*Exercise prompt*
Output the entries as a Markdown table with a column n for the row number and a column Line for the line, leaving out blank lines. Begin at the line that has "Target: pedestrian" and continue through the last line of the entries.

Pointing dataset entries
#####
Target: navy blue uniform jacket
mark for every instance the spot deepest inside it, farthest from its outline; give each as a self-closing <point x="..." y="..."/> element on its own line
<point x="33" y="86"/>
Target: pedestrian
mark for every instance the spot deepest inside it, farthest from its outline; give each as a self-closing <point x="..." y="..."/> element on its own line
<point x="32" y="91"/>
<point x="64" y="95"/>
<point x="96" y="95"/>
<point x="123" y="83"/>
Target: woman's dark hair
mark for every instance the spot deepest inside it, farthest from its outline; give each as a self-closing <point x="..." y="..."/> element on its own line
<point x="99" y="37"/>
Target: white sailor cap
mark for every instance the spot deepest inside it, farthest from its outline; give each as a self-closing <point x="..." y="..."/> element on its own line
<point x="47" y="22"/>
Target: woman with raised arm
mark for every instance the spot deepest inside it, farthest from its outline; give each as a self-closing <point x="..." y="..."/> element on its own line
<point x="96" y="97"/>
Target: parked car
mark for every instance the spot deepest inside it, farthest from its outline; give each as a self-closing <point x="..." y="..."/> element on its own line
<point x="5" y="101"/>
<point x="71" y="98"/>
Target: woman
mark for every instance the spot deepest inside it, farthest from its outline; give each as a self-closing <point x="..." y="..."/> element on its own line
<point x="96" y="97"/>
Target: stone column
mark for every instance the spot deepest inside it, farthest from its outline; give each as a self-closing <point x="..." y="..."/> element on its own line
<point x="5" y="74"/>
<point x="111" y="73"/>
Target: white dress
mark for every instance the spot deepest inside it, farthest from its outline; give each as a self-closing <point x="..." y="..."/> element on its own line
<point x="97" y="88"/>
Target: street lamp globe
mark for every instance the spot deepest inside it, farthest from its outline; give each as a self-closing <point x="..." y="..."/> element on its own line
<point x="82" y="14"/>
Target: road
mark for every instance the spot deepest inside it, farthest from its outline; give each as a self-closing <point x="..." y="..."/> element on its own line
#####
*Task output*
| n | Line |
|---|---|
| 1 | Target: pedestrian |
| 2 | mark for every instance the spot deepest inside it, farthest from its outline; give each as a self-closing <point x="..." y="..."/> element on its own line |
| 3 | <point x="32" y="91"/> |
| 4 | <point x="64" y="95"/> |
| 5 | <point x="96" y="95"/> |
| 6 | <point x="123" y="83"/> |
| 7 | Target: woman's dark hair |
| 8 | mark for every instance the spot deepest inside it, farthest from its outline; give each as a self-closing <point x="..." y="..."/> element on its own line |
| 9 | <point x="99" y="37"/> |
| 10 | Target: white sailor cap |
| 11 | mark for every instance the spot deepest inside it, farthest from its outline; give each as a self-closing <point x="..." y="..."/> element on its own line |
| 12 | <point x="47" y="22"/> |
| 13 | Target: woman with raised arm |
| 14 | mark for every instance the spot deepest inside it, farthest from its outline; give each as a self-closing <point x="..." y="..."/> element on its own line |
| 15 | <point x="96" y="97"/> |
| 16 | Target: parked car |
| 17 | mark for every instance the spot deepest inside it, farthest from its outline; give each as a self-closing <point x="..." y="..."/> element on its own line |
| 18 | <point x="5" y="101"/> |
| 19 | <point x="71" y="98"/> |
| 20 | Target: woman |
| 21 | mark for every instance the spot deepest inside it, farthest from its outline; give each as a self-closing <point x="..." y="..."/> element on its own line |
| 22 | <point x="96" y="97"/> |
| 23 | Target: stone column |
| 24 | mark for every instance the spot deepest inside it, farthest from its outline; give each as a self-closing <point x="..." y="..."/> element on its own line |
| 25 | <point x="5" y="74"/> |
| 26 | <point x="111" y="73"/> |
| 27 | Target: white dress |
| 28 | mark for every instance the spot deepest inside it, farthest from its outline; give each as a self-closing <point x="..." y="..."/> element on its own line |
| 29 | <point x="97" y="88"/> |
| 30 | Target: street lamp globe |
| 31 | mark for every instance the spot deepest inside it, farthest from its outline; give each as a self-closing <point x="..." y="..."/> element on its own line |
| 32 | <point x="82" y="14"/> |
| 33 | Target: road |
| 34 | mark for every instance the spot deepest inside it, farthest from its outline; give each as a self-closing <point x="..." y="..."/> element on its own line |